Problems:
**1.** Print the part of the commentary on the Wikileaks cables and the Occupy movement between "Unfortunately, you and" and "the 99% better.", inclusive, without altering a word.
**2.** Output the lines of the listing from the one containing "Where can you spot the child with dark" through the end of the listing, inclusive, leaving the pictures out.

Source passage:
>> start

Those Wikileaks cables are still online and they make fascinating reading, if only for their banality. And as far as I know they won’t give you cooties.
The US government does not want its citizens to know what almost every diplomatic service of any country already knows. And the US government is blowing smoke if it claims that release of these cables compromise security.
And the release has had some good effects. Information disclosed in them about the Tunisian government was part of what motivated the beginning of the Arab Awakening.
Relooking at them really is more important than the GOP horse race.
I agree that they make fascinating reading.
Unfortunately, you and I seem to be in the minority.
“Next on the Bradley Manning Network: Does Our Hero Have a Pillow, or Merely a Pillow-Shaped Head Rest in His Mattress?!?”
So what if they stalk the CEO’s? That guy doesn’t have to come to work every day. He/She’s probably not even home half the time. They may be annoyed by OWS presence but they aren’t scared. CEO’s only concern is the bottom line and unless you are fucking with that, CEO’s don’t care how long you camp out.
I don’t know where the movement is going and I don’t think they do either. That income inequality message is about to be overshadowed with their battles with the police. They also need to be steered in the right direction because they seem to think that the only other option is to go on the internet. They should learn from Wisconsin and Ohio about working to make the lives of the 99% better.
The message and the people will vanish on internet as they fall apart in to smaller and smaller clusters of adepts pushing a particular line.
Even as high-profile encampments get shut down, new ones appear – Huntsville AL and Peoria IL are the latest. Occupy Portland seems to be occupying Portland neighborhoods; it’s not clear yet what that will look like. A number of locations have gotten indoor space.
The most impressive accomplishment of Occupy Philly was the relocation of the homeless camp to a city-approved location, provisioning tents and winter gear, and a commitment from an interfaith group to continue the donations and actions that they were making as part of Occupy Philly.
From Occupy Boston, tweeter @caulkyourwagon suggests that the media (corporate and indy) stop obsessing about what the Occupy Wall Street movement will do and cover what it actually does.
BTW, the mayor of Los Angeles conducted a little “health terror theater” during the eviction of Occupy Los Angeles. Police units in hazmat suit arrested occupiers and tore down tents. The putative story was that there was risk of MRSR from the homeless occupiers and there were feces in camp. The obvious real reason was to further bolster the City’s “health and safety” excuse for shutting the encampment down.
All indications are that it is heading in some many directions that you are likely not to know until some group at some location accomplishes something else. One of the recent efforts has been preventing mortgage evictions. There was a success with one in Rochester NY, the home of the foreclosure firm that held the “homeless Halloween” party mocking the people they were evicting. And that firm has lost its Freddie Mac certification and laid off 900 people. Occupy Phoenix today is picketing an ALEC meeting. Occupy Colorado Springs mic-checked Gov. Hickenlooper about some state policies dictated by the 1%.

>> end

Input for this task:
>> start

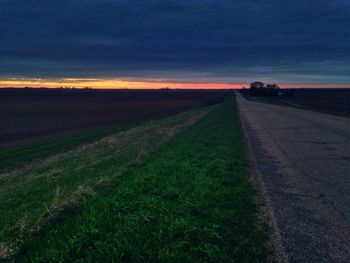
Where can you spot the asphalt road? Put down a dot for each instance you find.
(304, 161)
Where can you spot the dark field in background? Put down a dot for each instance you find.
(28, 114)
(337, 100)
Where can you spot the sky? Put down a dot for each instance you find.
(174, 43)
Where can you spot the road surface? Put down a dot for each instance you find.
(303, 158)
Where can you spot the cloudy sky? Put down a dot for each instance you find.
(215, 42)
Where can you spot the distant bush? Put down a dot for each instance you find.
(258, 88)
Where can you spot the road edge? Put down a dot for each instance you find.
(265, 209)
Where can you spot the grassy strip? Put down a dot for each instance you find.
(190, 201)
(41, 190)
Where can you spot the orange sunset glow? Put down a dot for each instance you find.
(126, 84)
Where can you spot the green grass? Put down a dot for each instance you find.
(188, 199)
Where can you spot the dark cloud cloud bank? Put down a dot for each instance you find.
(306, 41)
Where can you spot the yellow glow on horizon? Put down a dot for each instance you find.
(112, 84)
(128, 84)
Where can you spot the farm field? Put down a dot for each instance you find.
(169, 190)
(31, 114)
(333, 101)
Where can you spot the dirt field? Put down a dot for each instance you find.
(27, 114)
(328, 99)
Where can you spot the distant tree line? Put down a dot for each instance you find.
(258, 88)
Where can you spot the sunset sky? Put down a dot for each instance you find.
(174, 43)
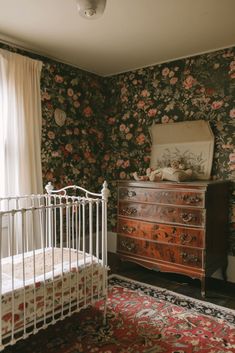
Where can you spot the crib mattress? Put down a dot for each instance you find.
(70, 277)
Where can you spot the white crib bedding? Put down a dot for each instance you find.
(62, 258)
(66, 283)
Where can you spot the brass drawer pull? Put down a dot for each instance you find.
(129, 211)
(127, 229)
(188, 217)
(189, 258)
(191, 199)
(128, 246)
(127, 193)
(131, 193)
(186, 238)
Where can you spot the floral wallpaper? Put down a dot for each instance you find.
(200, 87)
(97, 128)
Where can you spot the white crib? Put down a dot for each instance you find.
(53, 251)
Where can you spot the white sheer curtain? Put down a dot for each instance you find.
(20, 125)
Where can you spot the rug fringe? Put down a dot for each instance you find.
(178, 295)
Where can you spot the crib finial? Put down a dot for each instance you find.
(105, 191)
(49, 187)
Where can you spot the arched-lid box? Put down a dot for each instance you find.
(191, 143)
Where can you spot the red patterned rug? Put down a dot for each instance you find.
(140, 318)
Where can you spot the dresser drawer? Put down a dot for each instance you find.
(170, 197)
(161, 213)
(163, 252)
(193, 237)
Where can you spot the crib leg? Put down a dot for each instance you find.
(105, 312)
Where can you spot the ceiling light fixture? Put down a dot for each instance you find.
(91, 9)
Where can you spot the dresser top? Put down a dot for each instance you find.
(171, 184)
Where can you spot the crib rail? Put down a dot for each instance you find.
(53, 258)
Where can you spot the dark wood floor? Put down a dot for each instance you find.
(217, 291)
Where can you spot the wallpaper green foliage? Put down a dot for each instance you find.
(201, 87)
(73, 133)
(98, 128)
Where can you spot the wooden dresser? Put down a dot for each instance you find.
(174, 227)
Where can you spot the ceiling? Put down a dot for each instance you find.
(130, 34)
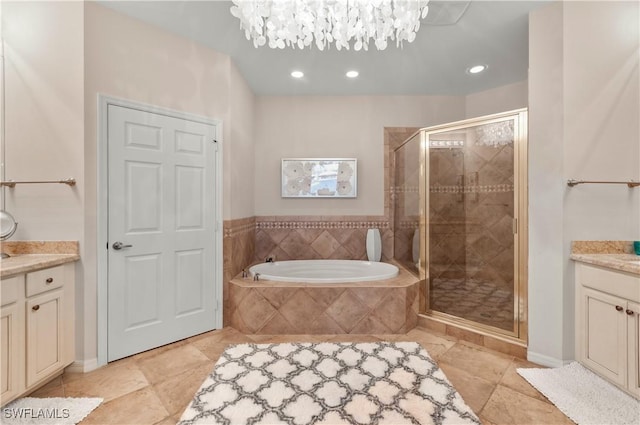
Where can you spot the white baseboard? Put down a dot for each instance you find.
(543, 360)
(83, 366)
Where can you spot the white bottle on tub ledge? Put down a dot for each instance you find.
(374, 245)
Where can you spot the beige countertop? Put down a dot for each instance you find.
(629, 263)
(616, 255)
(28, 256)
(25, 263)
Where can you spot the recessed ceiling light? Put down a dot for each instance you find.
(476, 69)
(352, 74)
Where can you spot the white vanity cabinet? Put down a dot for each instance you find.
(607, 324)
(37, 328)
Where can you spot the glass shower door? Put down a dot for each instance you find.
(472, 239)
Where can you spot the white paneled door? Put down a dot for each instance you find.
(161, 230)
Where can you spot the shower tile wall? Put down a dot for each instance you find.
(471, 245)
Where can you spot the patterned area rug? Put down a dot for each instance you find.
(327, 383)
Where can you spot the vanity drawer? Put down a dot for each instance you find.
(10, 289)
(614, 282)
(44, 280)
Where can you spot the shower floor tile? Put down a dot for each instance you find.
(472, 299)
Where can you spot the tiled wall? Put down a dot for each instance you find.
(471, 213)
(253, 239)
(307, 238)
(238, 247)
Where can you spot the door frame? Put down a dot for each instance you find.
(102, 215)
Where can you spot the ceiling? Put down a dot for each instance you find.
(494, 33)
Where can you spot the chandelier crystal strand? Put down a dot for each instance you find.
(345, 23)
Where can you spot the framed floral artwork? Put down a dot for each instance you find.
(319, 177)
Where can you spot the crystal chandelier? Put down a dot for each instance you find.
(495, 134)
(299, 23)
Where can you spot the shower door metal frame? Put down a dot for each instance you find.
(519, 330)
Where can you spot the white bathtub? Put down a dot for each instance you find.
(324, 271)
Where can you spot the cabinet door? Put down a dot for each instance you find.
(45, 336)
(633, 330)
(605, 342)
(11, 334)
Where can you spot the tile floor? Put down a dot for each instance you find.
(154, 387)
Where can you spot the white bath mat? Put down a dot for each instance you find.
(327, 383)
(48, 411)
(583, 396)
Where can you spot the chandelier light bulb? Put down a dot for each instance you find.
(345, 23)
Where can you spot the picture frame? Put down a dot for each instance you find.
(319, 178)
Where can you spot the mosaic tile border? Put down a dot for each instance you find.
(236, 227)
(602, 247)
(312, 224)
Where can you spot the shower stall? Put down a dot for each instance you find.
(459, 216)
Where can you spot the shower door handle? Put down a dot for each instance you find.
(119, 245)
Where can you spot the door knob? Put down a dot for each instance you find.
(119, 245)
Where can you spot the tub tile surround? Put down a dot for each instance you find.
(381, 307)
(617, 255)
(238, 247)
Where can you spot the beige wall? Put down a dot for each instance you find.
(239, 162)
(44, 121)
(333, 126)
(583, 123)
(501, 99)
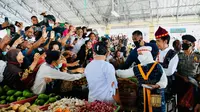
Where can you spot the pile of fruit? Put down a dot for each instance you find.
(21, 108)
(126, 85)
(44, 99)
(98, 106)
(66, 105)
(8, 95)
(80, 82)
(77, 105)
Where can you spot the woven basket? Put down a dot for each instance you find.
(156, 100)
(128, 93)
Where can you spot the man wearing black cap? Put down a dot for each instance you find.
(187, 70)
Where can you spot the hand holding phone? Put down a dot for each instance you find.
(146, 86)
(52, 34)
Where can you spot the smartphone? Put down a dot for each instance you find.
(146, 86)
(8, 32)
(3, 33)
(6, 19)
(52, 34)
(17, 24)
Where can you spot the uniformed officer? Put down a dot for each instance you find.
(168, 58)
(187, 70)
(138, 41)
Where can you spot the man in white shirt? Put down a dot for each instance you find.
(80, 41)
(168, 58)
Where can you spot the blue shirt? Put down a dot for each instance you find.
(133, 56)
(100, 76)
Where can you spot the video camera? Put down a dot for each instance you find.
(44, 22)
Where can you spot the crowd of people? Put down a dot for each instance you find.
(41, 57)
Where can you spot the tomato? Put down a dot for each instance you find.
(66, 110)
(58, 110)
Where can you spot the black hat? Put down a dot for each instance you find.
(52, 56)
(40, 50)
(100, 48)
(189, 38)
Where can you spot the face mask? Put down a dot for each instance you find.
(4, 53)
(185, 46)
(141, 58)
(59, 66)
(137, 43)
(51, 24)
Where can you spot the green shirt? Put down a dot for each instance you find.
(188, 65)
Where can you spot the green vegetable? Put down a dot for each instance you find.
(58, 97)
(27, 94)
(1, 90)
(52, 99)
(47, 102)
(18, 93)
(43, 96)
(20, 98)
(10, 92)
(8, 98)
(3, 102)
(40, 102)
(52, 95)
(6, 88)
(3, 97)
(12, 99)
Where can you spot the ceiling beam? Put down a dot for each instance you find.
(128, 11)
(177, 10)
(51, 9)
(95, 19)
(151, 11)
(14, 12)
(26, 6)
(98, 10)
(76, 11)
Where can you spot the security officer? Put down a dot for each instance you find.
(187, 69)
(137, 38)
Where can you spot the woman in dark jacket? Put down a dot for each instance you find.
(85, 54)
(13, 74)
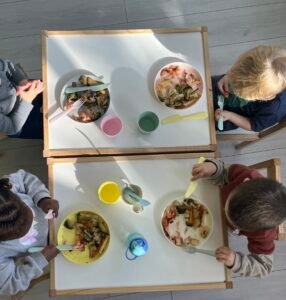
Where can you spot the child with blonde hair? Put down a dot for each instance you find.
(254, 89)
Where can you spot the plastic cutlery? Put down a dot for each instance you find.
(220, 104)
(76, 105)
(193, 185)
(175, 118)
(142, 202)
(94, 88)
(193, 250)
(59, 247)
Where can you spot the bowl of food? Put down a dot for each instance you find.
(88, 232)
(187, 222)
(178, 85)
(96, 102)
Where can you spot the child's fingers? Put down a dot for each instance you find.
(22, 88)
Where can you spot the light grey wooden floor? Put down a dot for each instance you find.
(234, 26)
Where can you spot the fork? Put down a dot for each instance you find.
(76, 105)
(220, 104)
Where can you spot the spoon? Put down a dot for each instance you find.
(142, 201)
(220, 105)
(193, 250)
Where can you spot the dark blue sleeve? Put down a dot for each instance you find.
(264, 114)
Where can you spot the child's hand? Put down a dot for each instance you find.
(225, 255)
(30, 90)
(223, 85)
(203, 170)
(227, 115)
(50, 252)
(48, 203)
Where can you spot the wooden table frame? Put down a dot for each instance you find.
(52, 234)
(112, 151)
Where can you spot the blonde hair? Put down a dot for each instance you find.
(259, 73)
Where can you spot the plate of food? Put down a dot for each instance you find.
(96, 103)
(187, 222)
(178, 85)
(88, 232)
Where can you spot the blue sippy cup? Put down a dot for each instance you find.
(136, 246)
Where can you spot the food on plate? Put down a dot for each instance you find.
(90, 231)
(186, 222)
(95, 103)
(178, 85)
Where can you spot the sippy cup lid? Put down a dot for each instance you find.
(139, 246)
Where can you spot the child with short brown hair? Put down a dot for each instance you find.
(24, 201)
(254, 206)
(254, 89)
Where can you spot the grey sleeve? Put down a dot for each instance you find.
(29, 184)
(17, 277)
(253, 265)
(14, 122)
(220, 177)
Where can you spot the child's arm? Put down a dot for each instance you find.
(13, 123)
(212, 169)
(251, 265)
(16, 277)
(236, 119)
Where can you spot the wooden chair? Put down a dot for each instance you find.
(34, 282)
(249, 138)
(273, 168)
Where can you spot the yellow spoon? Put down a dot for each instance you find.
(193, 185)
(175, 118)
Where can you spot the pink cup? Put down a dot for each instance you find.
(111, 125)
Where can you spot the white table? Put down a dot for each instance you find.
(74, 182)
(130, 60)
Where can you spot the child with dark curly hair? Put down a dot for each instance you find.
(24, 201)
(254, 206)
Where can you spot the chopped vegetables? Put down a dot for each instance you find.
(178, 86)
(186, 222)
(95, 105)
(91, 231)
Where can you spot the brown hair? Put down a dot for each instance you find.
(259, 73)
(15, 216)
(257, 204)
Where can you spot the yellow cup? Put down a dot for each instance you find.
(109, 192)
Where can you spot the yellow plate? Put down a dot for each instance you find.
(67, 236)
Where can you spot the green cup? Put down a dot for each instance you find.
(148, 122)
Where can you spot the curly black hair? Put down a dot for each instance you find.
(257, 204)
(15, 215)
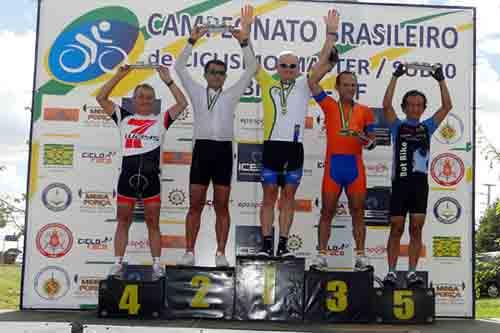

>> end

Answers below:
**1.**
Unfortunately, you and I seem to be in the minority.
“Next on the Bradley Manning Network: Does Our Hero Have a Pillow, or Merely a Pillow-Shaped Head Rest in His Mattress?!?”
So what if they stalk the CEO’s? That guy doesn’t have to come to work every day. He/She’s probably not even home half the time. They may be annoyed by OWS presence but they aren’t scared. CEO’s only concern is the bottom line and unless you are fucking with that, CEO’s don’t care how long you camp out.
I don’t know where the movement is going and I don’t think they do either. That income inequality message is about to be overshadowed with their battles with the police. They also need to be steered in the right direction because they seem to think that the only other option is to go on the internet. They should learn from Wisconsin and Ohio about working to make the lives of the 99% better.

**2.**
Where can you spot the child with dark curly hair? Put down a dot for each instance you find.
(24, 201)
(254, 206)
Where can you spot the chopped vegetables? Put down a dot for each instance you find.
(178, 86)
(186, 222)
(95, 105)
(91, 231)
Where can you spot the brown hair? Put down a dot for each instance you find.
(259, 73)
(15, 216)
(257, 204)
Where can you spot the yellow cup? Put down a dot for each instance you find.
(109, 192)
Where can you spot the yellow plate? Put down a dot for each instance you find.
(67, 236)
Where can you spot the green cup? Put down a dot for each instance you find.
(148, 122)
Where can you spot the curly black hair? Put down a dot for each instance you find.
(257, 204)
(15, 215)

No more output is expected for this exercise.